In full and without alteration, repeat the material.

━━━

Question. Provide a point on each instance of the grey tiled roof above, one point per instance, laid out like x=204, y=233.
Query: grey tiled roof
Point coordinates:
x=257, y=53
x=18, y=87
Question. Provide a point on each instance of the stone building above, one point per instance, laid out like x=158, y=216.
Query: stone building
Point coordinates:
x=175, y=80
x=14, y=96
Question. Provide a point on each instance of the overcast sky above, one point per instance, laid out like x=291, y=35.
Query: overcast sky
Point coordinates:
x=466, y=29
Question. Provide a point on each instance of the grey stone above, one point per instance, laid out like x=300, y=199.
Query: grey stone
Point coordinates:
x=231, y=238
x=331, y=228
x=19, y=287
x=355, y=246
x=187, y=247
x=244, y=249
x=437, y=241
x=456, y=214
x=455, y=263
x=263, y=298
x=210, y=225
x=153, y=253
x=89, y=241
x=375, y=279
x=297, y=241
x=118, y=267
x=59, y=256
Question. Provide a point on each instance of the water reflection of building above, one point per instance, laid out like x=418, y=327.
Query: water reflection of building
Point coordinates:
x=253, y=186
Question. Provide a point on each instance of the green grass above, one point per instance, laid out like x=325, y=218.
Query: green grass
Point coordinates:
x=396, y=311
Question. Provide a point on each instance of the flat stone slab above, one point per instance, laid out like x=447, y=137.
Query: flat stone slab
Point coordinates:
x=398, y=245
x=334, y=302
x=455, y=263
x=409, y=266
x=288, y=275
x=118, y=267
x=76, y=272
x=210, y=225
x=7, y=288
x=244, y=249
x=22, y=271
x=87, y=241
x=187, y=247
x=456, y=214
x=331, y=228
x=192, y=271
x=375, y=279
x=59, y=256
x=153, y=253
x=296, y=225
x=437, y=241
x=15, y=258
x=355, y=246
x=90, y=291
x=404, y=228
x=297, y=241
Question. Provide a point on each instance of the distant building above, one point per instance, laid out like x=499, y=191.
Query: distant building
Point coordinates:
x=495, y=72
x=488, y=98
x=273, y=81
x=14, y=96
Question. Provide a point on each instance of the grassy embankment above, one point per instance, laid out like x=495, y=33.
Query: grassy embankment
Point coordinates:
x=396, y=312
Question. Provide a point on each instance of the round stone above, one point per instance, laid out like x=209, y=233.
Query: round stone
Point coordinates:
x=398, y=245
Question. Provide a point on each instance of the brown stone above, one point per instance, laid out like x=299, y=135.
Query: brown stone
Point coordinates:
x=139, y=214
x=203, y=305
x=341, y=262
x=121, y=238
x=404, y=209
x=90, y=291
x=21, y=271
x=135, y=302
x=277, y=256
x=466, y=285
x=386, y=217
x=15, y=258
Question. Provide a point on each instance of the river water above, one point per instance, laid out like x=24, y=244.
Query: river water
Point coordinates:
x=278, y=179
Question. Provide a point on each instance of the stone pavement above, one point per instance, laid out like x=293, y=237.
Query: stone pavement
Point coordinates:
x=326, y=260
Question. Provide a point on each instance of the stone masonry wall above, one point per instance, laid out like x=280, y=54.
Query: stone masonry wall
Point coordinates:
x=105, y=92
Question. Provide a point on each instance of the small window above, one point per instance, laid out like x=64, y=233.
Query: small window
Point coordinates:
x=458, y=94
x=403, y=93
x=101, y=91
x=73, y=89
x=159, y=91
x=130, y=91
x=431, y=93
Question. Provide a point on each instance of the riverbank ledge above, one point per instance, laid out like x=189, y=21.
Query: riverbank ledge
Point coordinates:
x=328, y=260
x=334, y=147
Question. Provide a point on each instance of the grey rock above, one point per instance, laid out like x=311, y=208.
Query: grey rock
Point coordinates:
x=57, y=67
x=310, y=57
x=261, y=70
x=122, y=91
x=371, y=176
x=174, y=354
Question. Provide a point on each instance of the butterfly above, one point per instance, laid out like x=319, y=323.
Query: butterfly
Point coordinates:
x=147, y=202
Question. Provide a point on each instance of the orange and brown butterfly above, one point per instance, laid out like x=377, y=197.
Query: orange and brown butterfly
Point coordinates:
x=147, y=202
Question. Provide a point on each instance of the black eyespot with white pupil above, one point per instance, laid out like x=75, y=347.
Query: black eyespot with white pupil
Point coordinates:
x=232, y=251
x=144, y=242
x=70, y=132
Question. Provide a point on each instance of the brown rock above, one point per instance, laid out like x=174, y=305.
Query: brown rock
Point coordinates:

━━━

[TASK RESPONSE]:
Question. Provide a point on each instance of the grey tiled roof above, one point per instance, laid out like x=204, y=233.
Query: grey tiled roof
Point coordinates:
x=257, y=53
x=18, y=87
Question. Provide a point on each instance of the stone building above, one point per instance, laid out like x=158, y=216.
Query: stone building
Point coordinates:
x=175, y=80
x=14, y=96
Question. Provide a point on each instance of the overcast sky above, one point per instance, laid out like x=291, y=35.
Query: overcast sky
Point coordinates:
x=466, y=29
Question. Provide a point on each instance of the grey stone above, one point per instance, laid out like x=300, y=199.
Query: grey stone
Point coordinates:
x=231, y=238
x=331, y=228
x=19, y=287
x=355, y=246
x=187, y=247
x=244, y=249
x=437, y=241
x=456, y=214
x=455, y=263
x=263, y=298
x=210, y=225
x=153, y=253
x=89, y=241
x=375, y=279
x=297, y=241
x=118, y=267
x=59, y=256
Question. Provide a point on each instance of the water reflection of building above, one point per instance, laid out like x=418, y=327.
Query: water reflection of building
Point coordinates:
x=253, y=186
Question. Provide a point on each instance of the green grass above, one point per instance, laid out like x=325, y=218.
Query: green grass
Point coordinates:
x=396, y=311
Question. Provide a point on each instance of the flat stone slab above, one point per instance, laid out like x=447, y=137.
Query: flat stone slab
Point coordinates:
x=398, y=245
x=334, y=302
x=455, y=263
x=409, y=266
x=288, y=275
x=118, y=267
x=76, y=272
x=210, y=225
x=7, y=288
x=244, y=249
x=22, y=271
x=87, y=241
x=187, y=247
x=456, y=214
x=331, y=228
x=192, y=271
x=375, y=279
x=59, y=256
x=153, y=253
x=296, y=225
x=437, y=241
x=15, y=258
x=355, y=246
x=90, y=291
x=404, y=228
x=297, y=241
Question. Provide a point on each instance of the distant building above, one point per instance, laid out like x=499, y=191.
Query: distant building
Point coordinates:
x=495, y=72
x=488, y=98
x=273, y=81
x=14, y=96
Question. Provide a point on each instance of the grassy embankment above, one point per instance, laid out like x=495, y=33.
Query: grassy embankment
Point coordinates:
x=396, y=312
Question. Provide a point on each instance of the round stone above, one point per instance, laid out like x=209, y=233.
Query: round stone
Point coordinates:
x=398, y=245
Question. Provide a point on each instance of the brown stone above, one point per instance, laid out like x=299, y=135.
Query: brown stone
Point coordinates:
x=139, y=214
x=203, y=305
x=341, y=262
x=121, y=238
x=404, y=209
x=90, y=291
x=21, y=271
x=135, y=302
x=277, y=256
x=466, y=285
x=386, y=217
x=15, y=258
Question. Provide a point on each instance of the river water above, one point per instance, laid out like x=24, y=244.
Query: river water
Point coordinates:
x=278, y=179
Question. Provide a point on each instance of the stone pavement above, one point per instance, laid out like x=293, y=237.
Query: stone pavement
Point coordinates:
x=326, y=260
Question. Provide a point on each instance of the stone masonry wall above, one point per instance, laid out like x=280, y=54.
Query: stone masonry wall
Point coordinates:
x=105, y=92
Question. Provide a point on each instance of the small window above, one point per instance, laid out like x=64, y=233.
Query: small window
Point coordinates:
x=458, y=94
x=403, y=93
x=101, y=91
x=73, y=89
x=159, y=91
x=130, y=91
x=431, y=93
Question. Provide a point on each instance of the riverbank ledge above, one point per instance, laid out like x=189, y=21.
Query: riverbank ledge
Point coordinates:
x=328, y=260
x=334, y=147
Question. Provide a point on each instance of the grey rock above, one point per instance, laid out like x=311, y=208.
Query: grey rock
Point coordinates:
x=57, y=67
x=310, y=57
x=261, y=70
x=122, y=91
x=371, y=176
x=174, y=354
Question. Provide a point on each instance of the butterfly above, one point per instance, laid out like x=319, y=323.
Query: butterfly
Point coordinates:
x=147, y=202
Question. Provide a point on each instance of the orange and brown butterfly above, one point per instance, laid out like x=377, y=197.
Query: orange and brown butterfly
Point coordinates:
x=147, y=202
Question. Provide a point on each instance of the black eyespot with white pupil above, one point per instance, laid out like x=75, y=347.
Query: black eyespot with white pupil
Point coordinates:
x=232, y=251
x=144, y=242
x=70, y=132
Question. Provide a point on each instance of the brown rock above, one point per instance, laid out like x=174, y=305.
Query: brown rock
Point coordinates:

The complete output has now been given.